Consigna
Retoma el discurso sobre las tareas de los movimientos populares y continúalo después de su última frase, la que termina en «“pasarla bien”».
##### Fragmento del texto #####
Tercero. Por último quisiera que pensemos juntos algunas tareas
importantes para este momento histórico,
porque queremos un cambio positivo
para el bien de todos nuestros hermanos y hermanas, eso lo sabemos. Queremos un
cambio que se enriquezca con el trabajo mancomunado de los gobiernos, los
movimientos populares y otras fuerzas sociales, eso también lo sabemos. Pero no
es tan fácil definir el contenido del cambio, podría decirse, el programa
social que refleje este proyecto de fraternidad y justicia que esperamos, no es
fácil de definirlo. En ese sentido, no esperen de este Papa una receta. Ni el
Papa ni la Iglesia tienen el monopolio de la interpretación de la realidad
social ni la propuesta de soluciones a problemas contemporáneos. Me atrevería a
decir que no existe una receta. La historia la construyen las generaciones que
se suceden en el marco de pueblos que marchan buscando su propio camino y
respetando los valores que Dios puso en el corazón.
Quisiera,
sin embargo, proponer tres grandes tareas que requieren el decisivo aporte del
conjunto de los movimientos populares.
3.1. La
primera tarea es poner la economía al servicio de los Pueblos:
Los seres
humanos y la naturaleza no deben estar al servicio del dinero. Digamos NO a una
economía de exclusión e inequidad donde el dinero reina en lugar de servir. Esa
economía mata. Esa economía excluye. Esa economía destruye la Madre Tierra.
La
economía no debería ser un mecanismo de acumulación sino la adecuada
administración de la casa común. Eso implica cuidar celosamente la casa y
distribuir adecuadamente los bienes entre todos. Su objeto no es únicamente
asegurar la comida o un “decoroso sustento”. Ni siquiera, aunque ya sería un
gran paso, garantizar el acceso a “las tres t” por las que ustedes luchan. Una
economía verdaderamente comunitaria, podría decir, una economía de inspiración
cristiana, debe garantizar a los pueblos dignidad, «prosperidad sin exceptuar
bien alguno» (Juan XXIII, Carta enc. Mater
et Magistra [15 mayo 1961], 3: AAS 53 [1961],
402). Esta última frase la dijo el Papa Juan XXIII hace cincuenta años. Jesús
dice en el Evangelio que aquél que le dé espontáneamente un vaso de agua al que
tiene sed, le será tenido en cuenta en el Reino de los Cielos. Esto implica
“las tres t”, pero también acceso a la educación, la salud, la innovación, las
manifestaciones artísticas y culturales, la comunicación, el deporte y la
recreación. Una economía justa debe crear las condiciones para que cada persona
pueda gozar de una infancia sin carencias, desarrollar sus talentos durante la
juventud, trabajar con plenos derechos durante los años de actividad y acceder
a una digna jubilación en la ancianidad. Es una economía donde el ser humano en
armonía con la naturaleza, estructura todo el sistema de producción y
distribución para que las capacidades y las necesidades de cada uno encuentren
un cauce adecuado en el ser social. Ustedes, y también otros pueblos, resumen
este anhelo de una manera simple y bella: “vivir bien”, que no es lo mismo de
“pasarla bien”.
##### Listado #####
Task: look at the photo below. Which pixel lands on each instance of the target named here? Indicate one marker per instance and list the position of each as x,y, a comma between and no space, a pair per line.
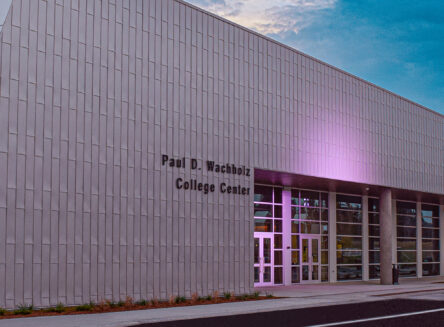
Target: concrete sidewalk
298,296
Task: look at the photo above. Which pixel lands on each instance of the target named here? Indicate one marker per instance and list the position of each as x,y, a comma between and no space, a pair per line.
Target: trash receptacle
395,274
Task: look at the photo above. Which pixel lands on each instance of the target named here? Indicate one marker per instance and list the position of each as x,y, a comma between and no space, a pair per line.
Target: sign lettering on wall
210,166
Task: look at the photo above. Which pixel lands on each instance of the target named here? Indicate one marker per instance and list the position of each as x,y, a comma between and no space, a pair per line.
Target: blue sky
396,44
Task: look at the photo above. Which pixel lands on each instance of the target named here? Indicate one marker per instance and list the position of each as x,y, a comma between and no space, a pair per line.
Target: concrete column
365,254
286,234
418,240
395,233
332,276
386,236
441,238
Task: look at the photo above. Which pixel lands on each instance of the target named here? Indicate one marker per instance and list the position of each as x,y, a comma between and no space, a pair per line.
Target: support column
386,237
365,254
418,240
286,234
395,233
332,275
441,239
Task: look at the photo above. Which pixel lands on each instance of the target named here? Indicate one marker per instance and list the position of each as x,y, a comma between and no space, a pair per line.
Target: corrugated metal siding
93,92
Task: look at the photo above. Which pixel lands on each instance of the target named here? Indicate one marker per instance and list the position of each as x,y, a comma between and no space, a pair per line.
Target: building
149,149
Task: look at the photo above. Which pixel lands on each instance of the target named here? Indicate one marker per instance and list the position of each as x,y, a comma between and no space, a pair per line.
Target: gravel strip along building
151,149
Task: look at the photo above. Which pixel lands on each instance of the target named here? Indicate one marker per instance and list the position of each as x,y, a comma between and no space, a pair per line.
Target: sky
395,44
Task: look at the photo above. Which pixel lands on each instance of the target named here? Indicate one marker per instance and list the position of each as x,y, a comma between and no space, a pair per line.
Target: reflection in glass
348,229
263,225
295,275
349,243
406,232
407,270
278,258
430,233
267,250
305,272
315,250
263,193
294,241
349,257
406,221
256,275
430,256
348,202
430,269
263,210
304,250
278,275
315,272
277,241
256,250
406,256
349,216
267,274
324,257
294,257
349,272
278,226
309,228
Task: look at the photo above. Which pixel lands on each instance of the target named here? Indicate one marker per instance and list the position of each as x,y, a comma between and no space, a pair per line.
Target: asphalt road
336,315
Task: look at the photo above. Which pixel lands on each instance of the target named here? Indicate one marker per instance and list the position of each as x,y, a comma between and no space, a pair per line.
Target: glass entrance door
263,258
310,258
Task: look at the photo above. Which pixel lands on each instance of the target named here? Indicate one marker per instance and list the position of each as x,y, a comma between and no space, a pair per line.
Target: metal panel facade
93,93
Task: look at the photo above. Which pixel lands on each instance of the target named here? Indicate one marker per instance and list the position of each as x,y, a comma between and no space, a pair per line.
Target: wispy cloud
268,17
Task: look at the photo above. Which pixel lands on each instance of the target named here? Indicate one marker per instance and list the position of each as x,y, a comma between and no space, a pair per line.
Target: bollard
395,274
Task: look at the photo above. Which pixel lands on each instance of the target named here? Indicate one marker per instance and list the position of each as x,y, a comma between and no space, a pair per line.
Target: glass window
373,256
349,272
263,193
349,216
374,272
406,208
263,225
263,210
428,210
373,230
430,244
430,233
310,214
349,243
310,228
349,257
407,270
373,205
429,222
406,221
430,269
430,256
348,229
406,232
373,243
406,256
373,218
406,244
348,202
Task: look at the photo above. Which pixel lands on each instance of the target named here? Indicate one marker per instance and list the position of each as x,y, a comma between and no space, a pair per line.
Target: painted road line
348,322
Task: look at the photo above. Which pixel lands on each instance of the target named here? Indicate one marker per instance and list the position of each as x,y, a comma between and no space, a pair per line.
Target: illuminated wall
93,93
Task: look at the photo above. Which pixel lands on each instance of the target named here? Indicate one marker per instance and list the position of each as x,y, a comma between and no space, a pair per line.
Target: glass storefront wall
309,216
268,221
308,231
406,238
349,237
373,238
430,240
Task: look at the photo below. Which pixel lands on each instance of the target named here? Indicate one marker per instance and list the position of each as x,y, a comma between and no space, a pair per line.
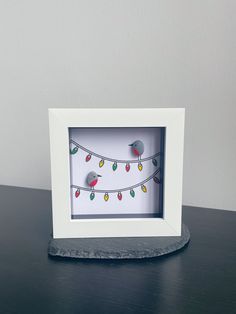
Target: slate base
118,248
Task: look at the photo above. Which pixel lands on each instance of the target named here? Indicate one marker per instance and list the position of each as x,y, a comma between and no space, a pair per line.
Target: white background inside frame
113,143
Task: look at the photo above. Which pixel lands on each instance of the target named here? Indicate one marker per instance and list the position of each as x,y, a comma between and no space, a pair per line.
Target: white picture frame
60,120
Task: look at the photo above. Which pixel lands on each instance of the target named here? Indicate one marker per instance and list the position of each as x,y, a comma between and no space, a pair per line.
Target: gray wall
121,53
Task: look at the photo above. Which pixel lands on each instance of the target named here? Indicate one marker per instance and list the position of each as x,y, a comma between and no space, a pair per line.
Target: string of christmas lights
118,191
115,162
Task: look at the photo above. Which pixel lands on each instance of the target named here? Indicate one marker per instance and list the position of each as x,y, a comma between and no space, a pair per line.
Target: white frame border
62,119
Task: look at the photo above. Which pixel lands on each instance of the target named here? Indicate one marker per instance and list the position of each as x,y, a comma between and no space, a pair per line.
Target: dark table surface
#####
Resultado del ejercicio
Esta
economía no es sólo deseable y necesaria sino también es posible. No es una
utopía ni una fantasía. Es una perspectiva extremadamente realista. Podemos
lograrlo. Los recursos disponibles en el mundo, fruto del trabajo
intergeneracional de los pueblos y los dones de la creación, son más que
suficientes para el desarrollo integral de «todos los hombres y de todo el
hombre» (Pablo VI, Carta enc. Popolorum
progressio [26 marzo 1967], 14: AAS59 [1967], 264). El
problema, en cambio, es otro. Existe un sistema con otros objetivos. Un sistema
que además de acelerar irresponsablemente los ritmos de la producción, además
de implementar métodos en la industria y la agricultura que dañan a la Madre
Tierra en aras de la “productividad”, sigue negándoles a miles de millones de
hermanos los más elementales derechos económicos, sociales y culturales. Ese
sistema atenta contra el proyecto de Jesús, contra la Buena Noticia que trajo
Jesús.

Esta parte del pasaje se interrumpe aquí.